### SELECTED PASSAGE
+ + +

Concerning the observation process, it is assumed that a part of state vector is directly observable; hence, observation equation is expressed as:

$$\varvec{y}_{k} = \varvec{Hz}_{k} + \varvec{w}_{k}$$

(5.9)

where \(\varvec{H}\) denotes a Boolean matrix of appropriate dimension which links the states of the system to observation process, and \(\varvec{w}_{k}\) denotes associated measurement noise.

5.3 Reduced Order Modeling of Structural Systems

A detailed study of the application of POD for model order reduction of structural system has been presented in Chap. 3. However, to keep this chapter self-contained, in this Section, we review key features of the procedure. Let us assume that the displacement field \(\varvec{u} \in {\mathbb{R}}^{m}\) of the system can be written in a separable form, according to:

$$\varvec{u}(\varvec{x},t) = \sum\nolimits_{i = 1}^{m} {\varvec{\varphi }_{i} } (x)\alpha_{i} (t)$$

(5.10)

+ + +

Object pointing dataset records
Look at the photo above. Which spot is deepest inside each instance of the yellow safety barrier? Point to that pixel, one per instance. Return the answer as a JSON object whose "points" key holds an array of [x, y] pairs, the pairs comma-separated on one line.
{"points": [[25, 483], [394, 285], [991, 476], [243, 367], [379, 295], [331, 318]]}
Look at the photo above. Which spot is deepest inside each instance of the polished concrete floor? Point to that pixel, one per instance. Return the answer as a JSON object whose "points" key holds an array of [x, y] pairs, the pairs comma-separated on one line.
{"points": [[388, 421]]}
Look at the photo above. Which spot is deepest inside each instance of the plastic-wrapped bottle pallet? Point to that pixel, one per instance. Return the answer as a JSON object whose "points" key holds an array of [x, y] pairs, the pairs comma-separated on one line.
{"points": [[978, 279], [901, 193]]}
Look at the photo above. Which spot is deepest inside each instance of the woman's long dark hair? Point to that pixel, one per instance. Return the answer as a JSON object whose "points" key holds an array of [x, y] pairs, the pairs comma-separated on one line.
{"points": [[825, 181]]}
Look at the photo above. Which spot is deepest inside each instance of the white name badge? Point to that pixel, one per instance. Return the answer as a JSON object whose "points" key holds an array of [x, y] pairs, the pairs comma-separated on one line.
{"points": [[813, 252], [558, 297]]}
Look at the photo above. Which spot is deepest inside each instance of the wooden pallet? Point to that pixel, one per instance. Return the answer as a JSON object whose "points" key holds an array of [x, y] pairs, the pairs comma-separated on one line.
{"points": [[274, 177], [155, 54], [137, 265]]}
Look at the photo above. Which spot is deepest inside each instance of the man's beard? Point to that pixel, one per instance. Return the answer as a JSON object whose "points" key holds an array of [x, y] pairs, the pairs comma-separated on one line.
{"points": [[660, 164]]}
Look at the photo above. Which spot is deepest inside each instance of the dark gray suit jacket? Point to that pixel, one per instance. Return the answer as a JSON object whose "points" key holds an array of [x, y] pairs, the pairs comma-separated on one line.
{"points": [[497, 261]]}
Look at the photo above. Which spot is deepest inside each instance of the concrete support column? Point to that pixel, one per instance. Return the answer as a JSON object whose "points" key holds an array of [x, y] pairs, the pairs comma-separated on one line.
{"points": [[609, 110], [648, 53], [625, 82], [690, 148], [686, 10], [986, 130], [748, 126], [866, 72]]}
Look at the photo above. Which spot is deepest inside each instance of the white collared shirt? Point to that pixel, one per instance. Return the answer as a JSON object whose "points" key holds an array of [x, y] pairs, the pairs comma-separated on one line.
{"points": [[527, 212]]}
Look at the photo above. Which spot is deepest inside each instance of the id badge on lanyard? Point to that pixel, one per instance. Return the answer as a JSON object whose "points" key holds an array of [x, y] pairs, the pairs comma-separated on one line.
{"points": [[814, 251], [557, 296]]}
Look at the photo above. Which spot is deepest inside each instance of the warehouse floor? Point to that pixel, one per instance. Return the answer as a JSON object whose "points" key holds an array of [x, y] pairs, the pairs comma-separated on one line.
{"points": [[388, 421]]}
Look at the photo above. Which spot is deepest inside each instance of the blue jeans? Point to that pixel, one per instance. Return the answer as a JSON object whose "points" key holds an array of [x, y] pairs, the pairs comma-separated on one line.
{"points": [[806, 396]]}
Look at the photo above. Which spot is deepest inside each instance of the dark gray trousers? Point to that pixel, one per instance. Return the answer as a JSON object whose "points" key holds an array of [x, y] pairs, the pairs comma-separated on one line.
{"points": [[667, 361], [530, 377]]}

+ + +

### STATED EXERCISE 1
Write out the passage on observation and reduced order modeling word for word, from "Concerning the observation" up to and including "associated measurement noise.".
### STATED EXERCISE 2
Identify each line of the listing that contains the string "floor", with case counting, and copy every such line in full.
This listing has no connection to the passage on observation and reduced order modeling.

### FULL RESPONSE 1
Concerning the observation process, it is assumed that a part of state vector is directly observable; hence, observation equation is expressed as:

$$\varvec{y}_{k} = \varvec{Hz}_{k} + \varvec{w}_{k}$$

(5.9)

where \(\varvec{H}\) denotes a Boolean matrix of appropriate dimension which links the states of the system to observation process, and \(\varvec{w}_{k}\) denotes associated measurement noise.

### FULL RESPONSE 2
Look at the photo above. Which spot is deepest inside each instance of the polished concrete floor? Point to that pixel, one per instance. Return the answer as a JSON object whose "points" key holds an array of [x, y] pairs, the pairs comma-separated on one line.
Look at the photo above. Which spot is deepest inside each instance of the warehouse floor? Point to that pixel, one per instance. Return the answer as a JSON object whose "points" key holds an array of [x, y] pairs, the pairs comma-separated on one line.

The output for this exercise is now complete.